=== Records shown ===

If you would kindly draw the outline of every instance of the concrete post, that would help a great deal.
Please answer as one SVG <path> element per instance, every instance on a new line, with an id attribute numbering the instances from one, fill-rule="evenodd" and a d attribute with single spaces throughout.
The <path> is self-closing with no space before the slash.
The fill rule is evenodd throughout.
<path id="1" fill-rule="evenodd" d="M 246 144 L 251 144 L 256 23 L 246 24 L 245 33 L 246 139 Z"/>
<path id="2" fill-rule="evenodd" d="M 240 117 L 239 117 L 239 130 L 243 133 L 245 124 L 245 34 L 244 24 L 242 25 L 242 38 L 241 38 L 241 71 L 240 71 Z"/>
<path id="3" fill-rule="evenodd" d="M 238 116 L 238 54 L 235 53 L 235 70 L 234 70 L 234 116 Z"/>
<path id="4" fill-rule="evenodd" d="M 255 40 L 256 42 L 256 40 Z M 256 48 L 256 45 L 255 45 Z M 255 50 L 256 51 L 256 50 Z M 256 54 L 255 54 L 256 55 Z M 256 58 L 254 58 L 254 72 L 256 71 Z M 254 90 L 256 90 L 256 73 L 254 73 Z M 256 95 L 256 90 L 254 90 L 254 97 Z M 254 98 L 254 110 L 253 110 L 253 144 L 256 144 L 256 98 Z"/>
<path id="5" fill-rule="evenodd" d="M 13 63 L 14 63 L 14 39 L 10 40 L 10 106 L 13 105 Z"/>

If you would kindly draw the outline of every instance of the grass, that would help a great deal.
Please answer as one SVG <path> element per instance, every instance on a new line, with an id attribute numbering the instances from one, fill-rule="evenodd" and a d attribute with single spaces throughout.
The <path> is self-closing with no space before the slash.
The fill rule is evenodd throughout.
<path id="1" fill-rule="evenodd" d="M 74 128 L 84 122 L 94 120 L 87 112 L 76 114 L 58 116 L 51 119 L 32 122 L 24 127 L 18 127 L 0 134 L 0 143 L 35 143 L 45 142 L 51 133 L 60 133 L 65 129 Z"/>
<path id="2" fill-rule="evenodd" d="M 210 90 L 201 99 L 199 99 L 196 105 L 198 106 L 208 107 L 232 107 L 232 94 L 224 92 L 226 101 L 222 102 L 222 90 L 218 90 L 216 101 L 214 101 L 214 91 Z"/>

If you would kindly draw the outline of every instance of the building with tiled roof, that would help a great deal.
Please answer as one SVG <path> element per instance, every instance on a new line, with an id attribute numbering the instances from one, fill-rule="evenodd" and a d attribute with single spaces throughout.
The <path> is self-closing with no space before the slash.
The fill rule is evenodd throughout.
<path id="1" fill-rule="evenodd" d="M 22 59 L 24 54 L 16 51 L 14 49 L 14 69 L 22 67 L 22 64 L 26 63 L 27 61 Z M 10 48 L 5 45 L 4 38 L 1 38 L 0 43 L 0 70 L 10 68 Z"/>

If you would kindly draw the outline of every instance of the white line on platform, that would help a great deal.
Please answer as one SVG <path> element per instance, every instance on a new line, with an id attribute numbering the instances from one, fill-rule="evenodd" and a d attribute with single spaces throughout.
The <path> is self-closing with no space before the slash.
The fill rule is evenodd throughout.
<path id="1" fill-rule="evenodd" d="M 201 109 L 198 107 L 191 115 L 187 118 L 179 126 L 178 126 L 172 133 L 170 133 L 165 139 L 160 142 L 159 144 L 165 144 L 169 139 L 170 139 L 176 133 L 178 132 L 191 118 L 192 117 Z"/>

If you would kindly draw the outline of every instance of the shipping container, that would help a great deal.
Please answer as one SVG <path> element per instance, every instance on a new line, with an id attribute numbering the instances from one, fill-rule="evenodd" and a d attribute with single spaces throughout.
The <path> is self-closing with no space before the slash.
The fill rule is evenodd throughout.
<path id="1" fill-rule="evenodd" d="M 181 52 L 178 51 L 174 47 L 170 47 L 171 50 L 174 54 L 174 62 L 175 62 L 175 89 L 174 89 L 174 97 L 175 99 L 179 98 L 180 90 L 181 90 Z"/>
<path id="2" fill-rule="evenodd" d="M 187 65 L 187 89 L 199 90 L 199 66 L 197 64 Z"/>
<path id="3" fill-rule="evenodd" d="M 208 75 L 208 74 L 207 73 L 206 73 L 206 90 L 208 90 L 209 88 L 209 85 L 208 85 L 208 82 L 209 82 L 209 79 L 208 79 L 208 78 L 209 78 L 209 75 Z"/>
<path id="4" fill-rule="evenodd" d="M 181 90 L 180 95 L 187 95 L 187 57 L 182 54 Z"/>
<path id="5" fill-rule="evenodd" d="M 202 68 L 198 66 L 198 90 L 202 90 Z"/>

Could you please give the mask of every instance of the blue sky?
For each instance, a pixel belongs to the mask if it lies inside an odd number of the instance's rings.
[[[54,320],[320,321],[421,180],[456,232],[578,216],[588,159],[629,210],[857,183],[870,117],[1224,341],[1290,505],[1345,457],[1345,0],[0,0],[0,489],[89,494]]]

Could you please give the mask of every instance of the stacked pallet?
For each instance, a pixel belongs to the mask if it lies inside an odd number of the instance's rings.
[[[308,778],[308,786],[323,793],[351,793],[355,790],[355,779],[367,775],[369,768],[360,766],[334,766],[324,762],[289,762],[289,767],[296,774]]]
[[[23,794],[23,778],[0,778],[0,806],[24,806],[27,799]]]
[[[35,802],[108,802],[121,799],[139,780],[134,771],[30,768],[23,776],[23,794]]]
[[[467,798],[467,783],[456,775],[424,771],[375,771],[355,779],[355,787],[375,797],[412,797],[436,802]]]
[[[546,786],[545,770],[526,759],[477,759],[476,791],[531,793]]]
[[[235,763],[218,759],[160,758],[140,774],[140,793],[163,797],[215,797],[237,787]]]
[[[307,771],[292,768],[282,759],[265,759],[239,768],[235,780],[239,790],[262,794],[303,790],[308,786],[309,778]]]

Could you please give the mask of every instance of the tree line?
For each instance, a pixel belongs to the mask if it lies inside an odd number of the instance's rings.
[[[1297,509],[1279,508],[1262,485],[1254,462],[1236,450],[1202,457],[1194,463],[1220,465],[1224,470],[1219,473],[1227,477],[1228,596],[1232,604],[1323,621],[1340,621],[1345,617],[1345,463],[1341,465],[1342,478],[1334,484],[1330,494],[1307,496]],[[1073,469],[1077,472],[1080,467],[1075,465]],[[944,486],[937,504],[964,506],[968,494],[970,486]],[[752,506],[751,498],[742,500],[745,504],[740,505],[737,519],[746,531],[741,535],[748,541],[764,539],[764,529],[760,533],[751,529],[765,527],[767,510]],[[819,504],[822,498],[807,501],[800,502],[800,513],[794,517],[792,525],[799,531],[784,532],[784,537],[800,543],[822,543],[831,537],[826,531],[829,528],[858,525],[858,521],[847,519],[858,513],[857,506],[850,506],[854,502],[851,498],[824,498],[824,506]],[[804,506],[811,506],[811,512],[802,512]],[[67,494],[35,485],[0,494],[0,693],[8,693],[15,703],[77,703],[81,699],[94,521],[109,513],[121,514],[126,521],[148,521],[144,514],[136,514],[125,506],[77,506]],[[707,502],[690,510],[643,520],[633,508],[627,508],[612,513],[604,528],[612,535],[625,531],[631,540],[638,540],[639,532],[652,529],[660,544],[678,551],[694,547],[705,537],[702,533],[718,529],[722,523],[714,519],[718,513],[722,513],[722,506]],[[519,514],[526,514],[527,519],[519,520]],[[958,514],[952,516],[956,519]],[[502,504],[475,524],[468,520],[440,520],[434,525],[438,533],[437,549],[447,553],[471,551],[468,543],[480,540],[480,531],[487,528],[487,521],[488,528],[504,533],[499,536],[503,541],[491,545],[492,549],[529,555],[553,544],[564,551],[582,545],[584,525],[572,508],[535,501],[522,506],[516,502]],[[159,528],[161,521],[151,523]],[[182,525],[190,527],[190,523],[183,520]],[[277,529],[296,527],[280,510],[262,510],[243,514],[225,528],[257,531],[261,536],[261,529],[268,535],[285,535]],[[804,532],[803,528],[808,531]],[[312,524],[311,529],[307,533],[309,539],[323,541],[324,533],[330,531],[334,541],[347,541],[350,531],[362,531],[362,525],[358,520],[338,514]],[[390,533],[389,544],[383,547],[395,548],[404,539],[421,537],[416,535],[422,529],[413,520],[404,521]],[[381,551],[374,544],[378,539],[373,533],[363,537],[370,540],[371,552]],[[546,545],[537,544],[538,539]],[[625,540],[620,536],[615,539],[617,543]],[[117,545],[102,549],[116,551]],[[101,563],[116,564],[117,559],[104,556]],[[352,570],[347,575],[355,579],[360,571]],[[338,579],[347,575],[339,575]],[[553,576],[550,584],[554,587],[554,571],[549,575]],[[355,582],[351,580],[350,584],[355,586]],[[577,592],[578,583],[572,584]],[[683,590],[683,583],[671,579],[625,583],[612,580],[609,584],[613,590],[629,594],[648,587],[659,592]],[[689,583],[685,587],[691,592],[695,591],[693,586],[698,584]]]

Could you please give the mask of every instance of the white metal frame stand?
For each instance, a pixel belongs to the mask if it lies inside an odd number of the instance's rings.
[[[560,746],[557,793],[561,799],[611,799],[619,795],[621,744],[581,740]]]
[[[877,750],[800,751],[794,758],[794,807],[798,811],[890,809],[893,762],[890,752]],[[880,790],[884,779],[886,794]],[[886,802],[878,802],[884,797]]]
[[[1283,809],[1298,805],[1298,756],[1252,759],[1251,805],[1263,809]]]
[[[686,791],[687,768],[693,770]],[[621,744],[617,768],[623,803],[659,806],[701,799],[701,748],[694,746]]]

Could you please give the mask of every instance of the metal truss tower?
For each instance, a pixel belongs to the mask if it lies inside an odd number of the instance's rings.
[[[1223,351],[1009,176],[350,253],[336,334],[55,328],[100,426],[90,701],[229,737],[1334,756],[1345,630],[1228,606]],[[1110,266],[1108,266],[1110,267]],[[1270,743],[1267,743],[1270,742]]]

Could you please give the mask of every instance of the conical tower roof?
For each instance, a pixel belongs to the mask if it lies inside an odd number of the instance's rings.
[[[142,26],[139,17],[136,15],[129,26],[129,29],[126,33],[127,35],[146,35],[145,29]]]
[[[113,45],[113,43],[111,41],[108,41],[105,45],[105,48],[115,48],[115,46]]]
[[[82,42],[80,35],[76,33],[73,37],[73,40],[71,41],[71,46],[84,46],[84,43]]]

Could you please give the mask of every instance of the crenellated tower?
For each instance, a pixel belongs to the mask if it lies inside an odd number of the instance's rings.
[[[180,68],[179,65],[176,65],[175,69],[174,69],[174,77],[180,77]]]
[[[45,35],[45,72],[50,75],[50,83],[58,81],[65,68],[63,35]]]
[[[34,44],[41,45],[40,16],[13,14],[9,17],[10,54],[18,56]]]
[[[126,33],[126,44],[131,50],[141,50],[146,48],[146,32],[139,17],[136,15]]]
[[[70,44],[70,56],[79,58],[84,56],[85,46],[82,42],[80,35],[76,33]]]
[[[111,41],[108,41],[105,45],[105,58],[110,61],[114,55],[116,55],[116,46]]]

===

• Instruction:
Give the listing from its first line up to and including the line containing "240 117 L 239" as a Markdown table with the columns Row and Line. Put a running row number in Row and the line in Line, and leave out any blank lines.

• Reply:
| Row | Line |
|---|---|
| 1 | If you would kindly draw the outline of every instance of the concrete post, that would help a great deal. |
| 2 | Please answer as one SVG <path> element per instance, every instance on a new line, with an id attribute numbering the instances from one, fill-rule="evenodd" and a d attribute with single spaces throughout. |
| 3 | The <path> is self-closing with no space before the slash. |
| 4 | The fill rule is evenodd throughout. |
| 5 | <path id="1" fill-rule="evenodd" d="M 246 144 L 251 144 L 256 23 L 246 24 L 245 33 L 246 139 Z"/> |
| 6 | <path id="2" fill-rule="evenodd" d="M 240 117 L 239 117 L 239 130 L 243 133 L 245 124 L 245 34 L 244 24 L 242 25 L 242 38 L 241 38 L 241 71 L 240 71 Z"/> |